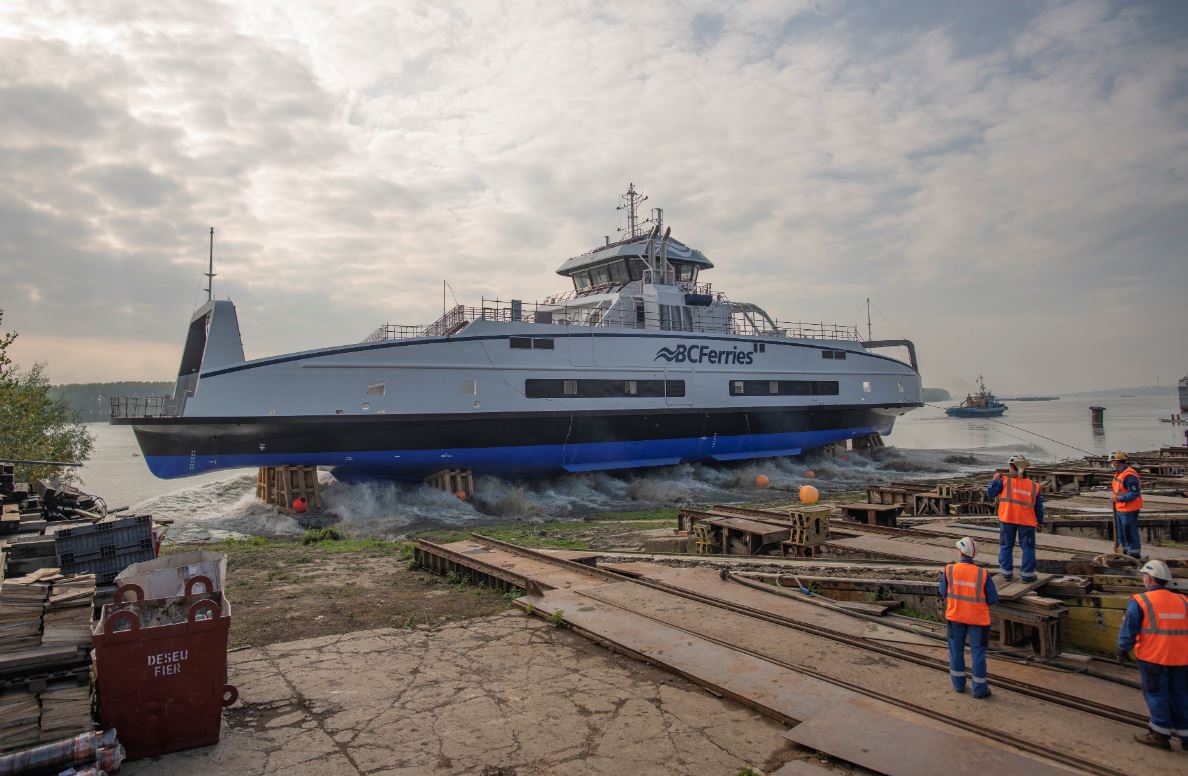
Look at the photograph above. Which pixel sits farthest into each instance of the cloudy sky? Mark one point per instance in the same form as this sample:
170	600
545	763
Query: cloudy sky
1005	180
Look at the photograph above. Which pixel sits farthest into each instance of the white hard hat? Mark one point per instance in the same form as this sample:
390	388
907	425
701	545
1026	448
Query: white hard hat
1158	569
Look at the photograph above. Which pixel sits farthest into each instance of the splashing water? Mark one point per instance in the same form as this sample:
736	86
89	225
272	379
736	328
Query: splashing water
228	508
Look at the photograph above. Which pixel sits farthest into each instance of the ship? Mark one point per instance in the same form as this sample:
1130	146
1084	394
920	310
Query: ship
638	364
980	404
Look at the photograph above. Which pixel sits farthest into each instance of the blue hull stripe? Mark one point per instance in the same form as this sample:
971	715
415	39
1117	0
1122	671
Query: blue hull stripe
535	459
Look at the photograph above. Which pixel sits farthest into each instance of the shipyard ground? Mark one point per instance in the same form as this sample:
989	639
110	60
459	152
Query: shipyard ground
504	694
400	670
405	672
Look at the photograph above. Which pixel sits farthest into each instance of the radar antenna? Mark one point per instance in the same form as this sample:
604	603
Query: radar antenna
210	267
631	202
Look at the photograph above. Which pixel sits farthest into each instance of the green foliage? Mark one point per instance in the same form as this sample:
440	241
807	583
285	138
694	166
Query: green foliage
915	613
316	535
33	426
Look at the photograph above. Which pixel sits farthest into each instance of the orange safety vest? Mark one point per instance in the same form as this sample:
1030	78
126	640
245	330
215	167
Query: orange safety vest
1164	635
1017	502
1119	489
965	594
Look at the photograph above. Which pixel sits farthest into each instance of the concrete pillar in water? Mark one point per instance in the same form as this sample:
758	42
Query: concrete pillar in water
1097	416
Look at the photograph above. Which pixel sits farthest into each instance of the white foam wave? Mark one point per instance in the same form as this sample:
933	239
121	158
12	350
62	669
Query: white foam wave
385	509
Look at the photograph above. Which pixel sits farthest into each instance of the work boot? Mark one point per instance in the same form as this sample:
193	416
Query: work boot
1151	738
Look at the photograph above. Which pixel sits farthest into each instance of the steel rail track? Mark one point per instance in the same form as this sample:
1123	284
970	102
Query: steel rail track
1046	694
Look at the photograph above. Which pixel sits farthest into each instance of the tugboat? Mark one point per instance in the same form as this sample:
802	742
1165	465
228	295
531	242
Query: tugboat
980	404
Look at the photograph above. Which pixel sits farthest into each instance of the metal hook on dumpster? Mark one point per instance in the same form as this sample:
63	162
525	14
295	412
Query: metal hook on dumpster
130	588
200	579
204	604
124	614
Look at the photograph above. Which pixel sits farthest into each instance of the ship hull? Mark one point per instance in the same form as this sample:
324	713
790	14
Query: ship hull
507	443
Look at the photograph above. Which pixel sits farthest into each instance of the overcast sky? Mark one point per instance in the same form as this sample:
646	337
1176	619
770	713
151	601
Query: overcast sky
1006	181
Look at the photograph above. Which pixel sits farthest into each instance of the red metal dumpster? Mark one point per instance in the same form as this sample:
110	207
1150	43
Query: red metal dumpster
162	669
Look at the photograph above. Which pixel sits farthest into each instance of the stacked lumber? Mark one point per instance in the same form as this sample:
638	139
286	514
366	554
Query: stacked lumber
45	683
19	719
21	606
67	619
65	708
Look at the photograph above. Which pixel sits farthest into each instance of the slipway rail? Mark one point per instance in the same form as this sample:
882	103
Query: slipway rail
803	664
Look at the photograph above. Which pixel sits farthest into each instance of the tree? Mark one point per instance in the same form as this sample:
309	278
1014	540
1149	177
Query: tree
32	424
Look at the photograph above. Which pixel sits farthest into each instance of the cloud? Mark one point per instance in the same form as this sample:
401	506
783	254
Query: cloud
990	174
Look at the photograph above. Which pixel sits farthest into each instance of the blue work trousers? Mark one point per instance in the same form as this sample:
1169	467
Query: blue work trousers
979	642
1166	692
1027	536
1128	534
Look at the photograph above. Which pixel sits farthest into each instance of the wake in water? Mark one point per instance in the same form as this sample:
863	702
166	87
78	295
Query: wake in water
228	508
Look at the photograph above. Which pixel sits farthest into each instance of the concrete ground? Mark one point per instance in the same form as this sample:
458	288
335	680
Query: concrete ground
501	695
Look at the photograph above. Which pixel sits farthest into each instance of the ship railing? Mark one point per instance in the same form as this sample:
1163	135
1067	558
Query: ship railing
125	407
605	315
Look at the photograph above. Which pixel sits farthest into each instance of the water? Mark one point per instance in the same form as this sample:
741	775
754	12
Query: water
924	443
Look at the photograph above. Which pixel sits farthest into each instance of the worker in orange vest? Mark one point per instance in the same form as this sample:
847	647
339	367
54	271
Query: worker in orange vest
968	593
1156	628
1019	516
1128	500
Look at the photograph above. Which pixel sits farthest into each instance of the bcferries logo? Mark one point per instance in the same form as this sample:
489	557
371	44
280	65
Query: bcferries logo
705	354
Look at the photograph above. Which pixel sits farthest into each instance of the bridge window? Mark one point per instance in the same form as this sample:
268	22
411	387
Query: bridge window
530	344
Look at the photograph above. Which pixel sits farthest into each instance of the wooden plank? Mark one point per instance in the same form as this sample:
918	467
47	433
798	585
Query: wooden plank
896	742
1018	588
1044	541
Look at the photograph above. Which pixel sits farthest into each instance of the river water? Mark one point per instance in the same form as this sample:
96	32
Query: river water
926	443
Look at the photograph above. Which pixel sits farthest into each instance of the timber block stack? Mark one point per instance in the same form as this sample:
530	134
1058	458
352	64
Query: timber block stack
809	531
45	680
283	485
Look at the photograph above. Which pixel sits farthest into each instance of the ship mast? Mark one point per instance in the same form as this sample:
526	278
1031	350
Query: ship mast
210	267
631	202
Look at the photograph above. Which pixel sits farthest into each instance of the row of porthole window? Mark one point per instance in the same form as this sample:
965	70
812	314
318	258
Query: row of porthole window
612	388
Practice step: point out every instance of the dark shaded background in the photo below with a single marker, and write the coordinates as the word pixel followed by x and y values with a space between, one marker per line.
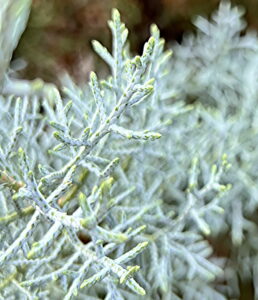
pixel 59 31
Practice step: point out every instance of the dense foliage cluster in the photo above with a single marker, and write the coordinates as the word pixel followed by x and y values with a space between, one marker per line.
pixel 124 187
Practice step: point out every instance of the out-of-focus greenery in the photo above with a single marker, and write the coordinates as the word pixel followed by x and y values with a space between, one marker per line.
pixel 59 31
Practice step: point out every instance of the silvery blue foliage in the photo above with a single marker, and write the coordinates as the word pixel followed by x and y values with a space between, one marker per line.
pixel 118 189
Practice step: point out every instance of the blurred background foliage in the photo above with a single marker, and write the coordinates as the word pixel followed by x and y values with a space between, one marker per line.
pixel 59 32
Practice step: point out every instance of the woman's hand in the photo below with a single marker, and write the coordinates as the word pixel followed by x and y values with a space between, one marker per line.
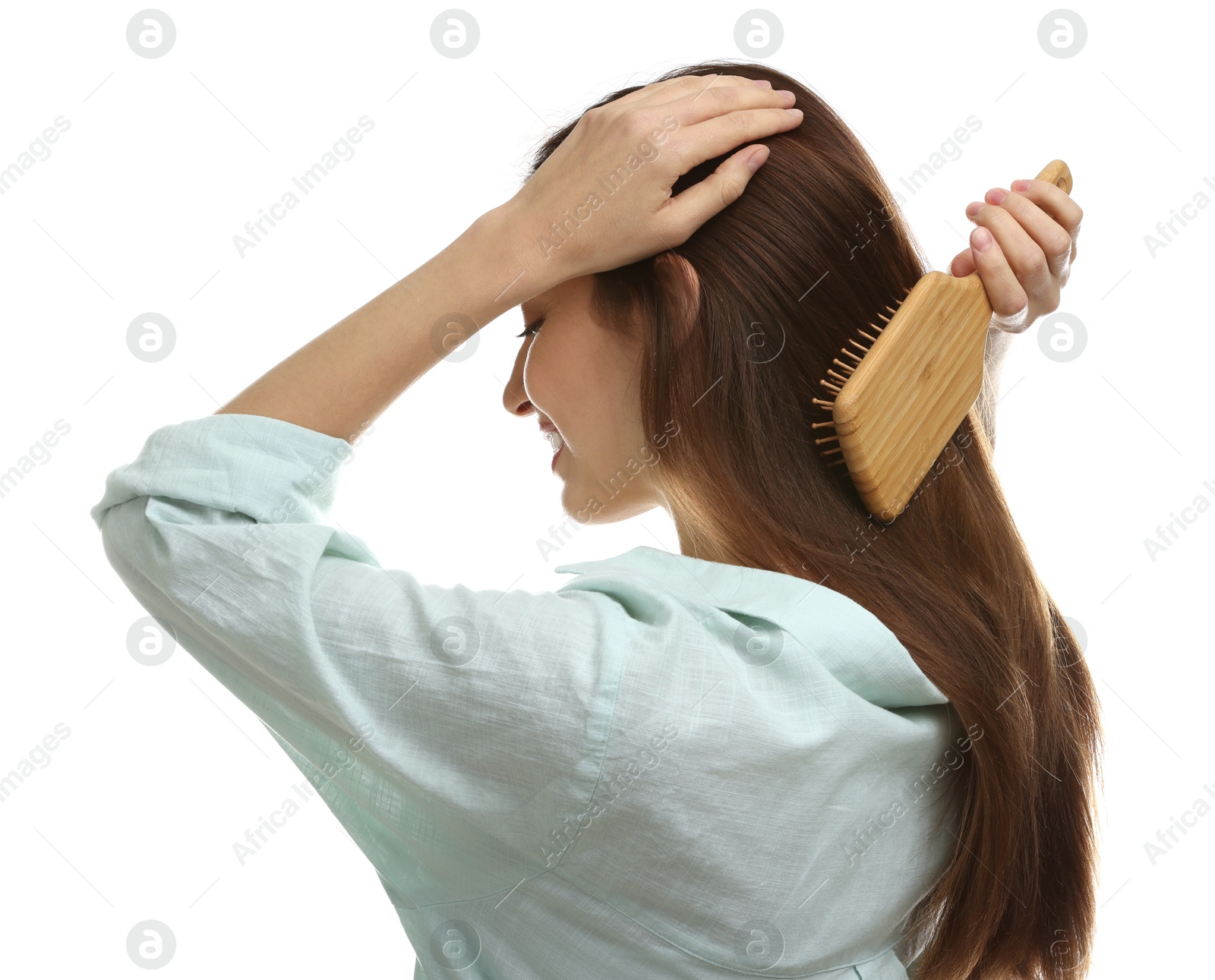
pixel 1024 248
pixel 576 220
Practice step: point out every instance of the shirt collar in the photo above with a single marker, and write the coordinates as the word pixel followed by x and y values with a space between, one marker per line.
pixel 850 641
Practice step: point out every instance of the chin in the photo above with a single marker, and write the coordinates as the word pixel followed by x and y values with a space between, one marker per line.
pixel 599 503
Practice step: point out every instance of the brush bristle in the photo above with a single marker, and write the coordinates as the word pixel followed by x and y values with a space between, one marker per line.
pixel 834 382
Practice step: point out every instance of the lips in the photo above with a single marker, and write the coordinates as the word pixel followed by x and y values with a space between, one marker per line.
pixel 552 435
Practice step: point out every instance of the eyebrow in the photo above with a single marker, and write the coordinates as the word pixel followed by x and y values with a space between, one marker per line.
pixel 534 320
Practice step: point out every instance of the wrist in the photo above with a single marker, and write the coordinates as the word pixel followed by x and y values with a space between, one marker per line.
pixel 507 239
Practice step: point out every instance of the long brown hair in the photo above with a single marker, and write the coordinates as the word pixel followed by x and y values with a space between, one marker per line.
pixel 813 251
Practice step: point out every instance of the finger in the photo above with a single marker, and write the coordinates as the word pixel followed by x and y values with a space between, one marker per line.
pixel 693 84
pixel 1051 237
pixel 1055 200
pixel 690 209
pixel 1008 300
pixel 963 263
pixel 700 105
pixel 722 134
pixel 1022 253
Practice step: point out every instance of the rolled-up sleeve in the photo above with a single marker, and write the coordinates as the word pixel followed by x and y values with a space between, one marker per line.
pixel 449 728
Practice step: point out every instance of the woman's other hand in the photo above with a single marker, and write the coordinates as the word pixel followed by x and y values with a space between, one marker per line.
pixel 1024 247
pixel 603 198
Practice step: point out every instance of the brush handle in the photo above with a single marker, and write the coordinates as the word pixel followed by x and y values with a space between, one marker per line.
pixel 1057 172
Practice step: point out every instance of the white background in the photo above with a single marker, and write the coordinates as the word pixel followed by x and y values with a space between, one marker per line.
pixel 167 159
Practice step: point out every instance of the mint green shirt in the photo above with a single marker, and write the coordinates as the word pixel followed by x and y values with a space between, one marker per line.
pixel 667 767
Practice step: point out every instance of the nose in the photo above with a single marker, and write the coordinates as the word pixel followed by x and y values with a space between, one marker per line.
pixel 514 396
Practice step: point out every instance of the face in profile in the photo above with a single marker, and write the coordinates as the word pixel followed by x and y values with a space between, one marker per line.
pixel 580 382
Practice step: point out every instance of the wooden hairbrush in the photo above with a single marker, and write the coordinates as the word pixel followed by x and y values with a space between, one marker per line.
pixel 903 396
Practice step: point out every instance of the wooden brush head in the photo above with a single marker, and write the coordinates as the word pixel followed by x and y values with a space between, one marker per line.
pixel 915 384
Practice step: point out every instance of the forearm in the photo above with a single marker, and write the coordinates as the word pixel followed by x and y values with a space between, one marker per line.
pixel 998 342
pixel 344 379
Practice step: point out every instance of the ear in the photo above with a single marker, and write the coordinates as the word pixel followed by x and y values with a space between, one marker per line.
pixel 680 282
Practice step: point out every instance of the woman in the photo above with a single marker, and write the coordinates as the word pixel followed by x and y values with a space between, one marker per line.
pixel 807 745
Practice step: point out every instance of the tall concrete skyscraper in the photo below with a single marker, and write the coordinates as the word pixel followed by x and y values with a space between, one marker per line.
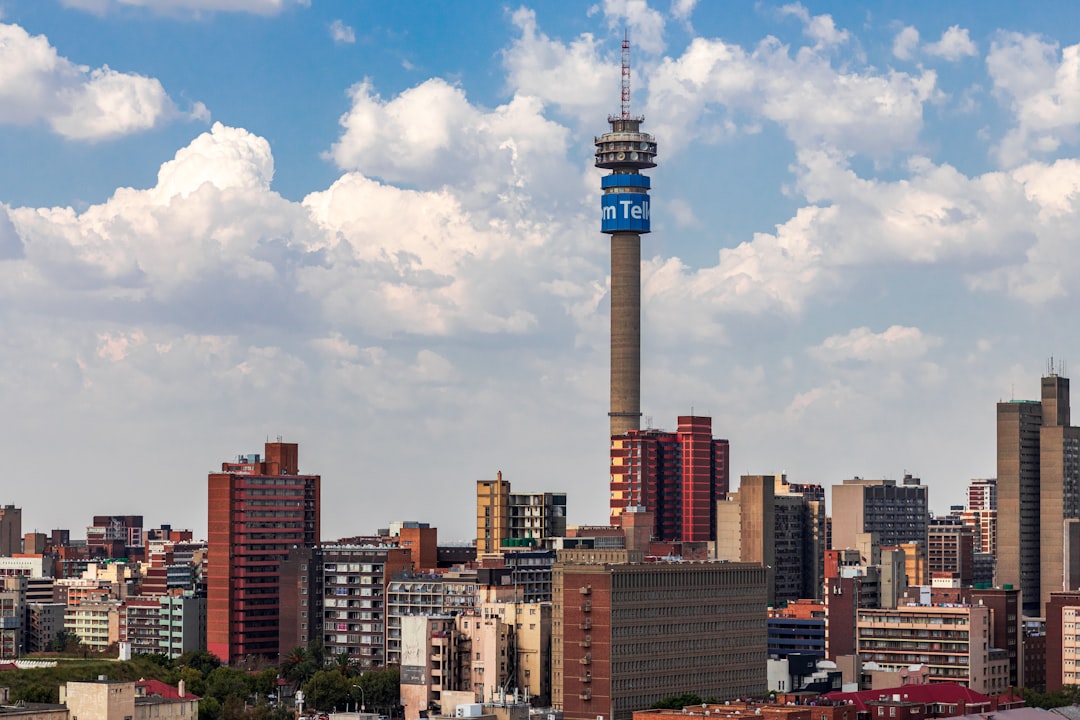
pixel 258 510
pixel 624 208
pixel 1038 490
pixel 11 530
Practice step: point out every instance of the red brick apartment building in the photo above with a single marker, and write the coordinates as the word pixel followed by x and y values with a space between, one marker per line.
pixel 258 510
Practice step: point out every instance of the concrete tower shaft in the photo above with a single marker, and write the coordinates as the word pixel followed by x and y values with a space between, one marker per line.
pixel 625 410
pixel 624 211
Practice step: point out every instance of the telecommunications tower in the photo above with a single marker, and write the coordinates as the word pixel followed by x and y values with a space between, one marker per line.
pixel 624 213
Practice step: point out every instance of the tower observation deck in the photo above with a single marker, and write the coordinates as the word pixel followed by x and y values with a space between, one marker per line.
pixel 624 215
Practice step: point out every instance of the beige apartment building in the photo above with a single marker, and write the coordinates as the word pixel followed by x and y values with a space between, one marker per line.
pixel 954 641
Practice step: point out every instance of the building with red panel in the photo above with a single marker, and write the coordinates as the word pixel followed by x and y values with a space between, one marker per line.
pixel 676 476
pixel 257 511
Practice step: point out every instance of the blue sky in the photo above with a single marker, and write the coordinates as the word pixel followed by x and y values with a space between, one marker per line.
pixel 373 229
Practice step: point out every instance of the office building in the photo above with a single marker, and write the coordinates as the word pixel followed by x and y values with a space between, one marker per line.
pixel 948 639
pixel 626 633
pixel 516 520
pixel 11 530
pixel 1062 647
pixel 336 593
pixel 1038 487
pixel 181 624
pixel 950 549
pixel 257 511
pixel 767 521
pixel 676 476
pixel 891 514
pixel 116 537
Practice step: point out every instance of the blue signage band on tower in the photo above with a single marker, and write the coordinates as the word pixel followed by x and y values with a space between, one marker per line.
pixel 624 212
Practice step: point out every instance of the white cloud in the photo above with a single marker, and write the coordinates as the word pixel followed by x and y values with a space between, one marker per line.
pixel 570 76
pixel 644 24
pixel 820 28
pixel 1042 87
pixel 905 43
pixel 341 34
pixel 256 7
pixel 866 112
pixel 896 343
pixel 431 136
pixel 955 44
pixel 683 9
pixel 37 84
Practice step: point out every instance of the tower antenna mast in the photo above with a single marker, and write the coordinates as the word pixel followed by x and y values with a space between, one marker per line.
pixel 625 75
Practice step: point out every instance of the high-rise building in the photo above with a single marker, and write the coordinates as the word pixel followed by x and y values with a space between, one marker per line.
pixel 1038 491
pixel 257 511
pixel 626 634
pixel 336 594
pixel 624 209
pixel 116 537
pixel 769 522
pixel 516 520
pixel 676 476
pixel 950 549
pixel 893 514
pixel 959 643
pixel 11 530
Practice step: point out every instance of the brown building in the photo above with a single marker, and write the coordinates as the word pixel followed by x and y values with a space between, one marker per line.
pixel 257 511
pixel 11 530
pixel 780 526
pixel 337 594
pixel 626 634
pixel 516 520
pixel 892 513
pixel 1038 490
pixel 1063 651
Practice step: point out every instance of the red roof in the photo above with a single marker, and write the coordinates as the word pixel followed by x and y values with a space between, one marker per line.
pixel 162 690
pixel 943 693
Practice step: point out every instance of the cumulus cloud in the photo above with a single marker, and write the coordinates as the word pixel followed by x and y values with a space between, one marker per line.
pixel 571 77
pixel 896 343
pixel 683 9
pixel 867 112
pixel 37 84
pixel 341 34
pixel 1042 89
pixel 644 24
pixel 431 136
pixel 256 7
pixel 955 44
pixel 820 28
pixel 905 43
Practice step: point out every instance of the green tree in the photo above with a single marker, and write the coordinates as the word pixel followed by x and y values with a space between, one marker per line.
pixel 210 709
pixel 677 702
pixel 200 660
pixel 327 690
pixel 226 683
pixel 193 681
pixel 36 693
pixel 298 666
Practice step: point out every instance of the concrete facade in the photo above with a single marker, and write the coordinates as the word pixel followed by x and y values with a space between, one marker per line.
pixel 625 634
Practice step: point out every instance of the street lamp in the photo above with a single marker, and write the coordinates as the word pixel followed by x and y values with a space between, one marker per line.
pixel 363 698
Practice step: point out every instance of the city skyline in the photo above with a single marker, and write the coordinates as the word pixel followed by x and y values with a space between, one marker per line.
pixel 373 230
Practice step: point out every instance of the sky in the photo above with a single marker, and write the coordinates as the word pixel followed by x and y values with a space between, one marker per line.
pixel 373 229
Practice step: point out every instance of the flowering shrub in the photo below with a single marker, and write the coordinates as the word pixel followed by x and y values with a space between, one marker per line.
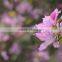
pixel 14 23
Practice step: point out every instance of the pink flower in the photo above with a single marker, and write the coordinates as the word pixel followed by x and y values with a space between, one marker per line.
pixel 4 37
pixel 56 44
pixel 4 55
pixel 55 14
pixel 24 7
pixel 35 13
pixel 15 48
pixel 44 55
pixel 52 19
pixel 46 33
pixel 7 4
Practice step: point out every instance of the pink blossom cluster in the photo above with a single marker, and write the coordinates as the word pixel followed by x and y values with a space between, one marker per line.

_ _ _ _

Format the records from the line with "Practice step: point out every instance of the green" to the line with "pixel 363 698" as a two-column CSV with the headers request and answer. Use one row per record and put each value in a single quoted field, with line breaks replaced by spaces.

FINAL RESULT:
request,answer
"Practice step: point out every instance of the green tree in the photo above with a single marker, and write the coordinates as the word pixel followed by x and y values with a space between, one marker per line.","pixel 210 709 pixel 677 702 pixel 200 660 pixel 327 690 pixel 226 683 pixel 193 681 pixel 36 693 pixel 298 666"
"Practice step: point out every instance of the concrete facade in the photo above with a single marker, and write the coordinates as the word pixel followed by x and y values with a space between, one marker per line.","pixel 625 634"
"Practice step: point out every instance of the street lamp in the photo above with a single marker, and write the coordinates as the word pixel followed by x and y values with a space between, one marker per line.","pixel 363 698"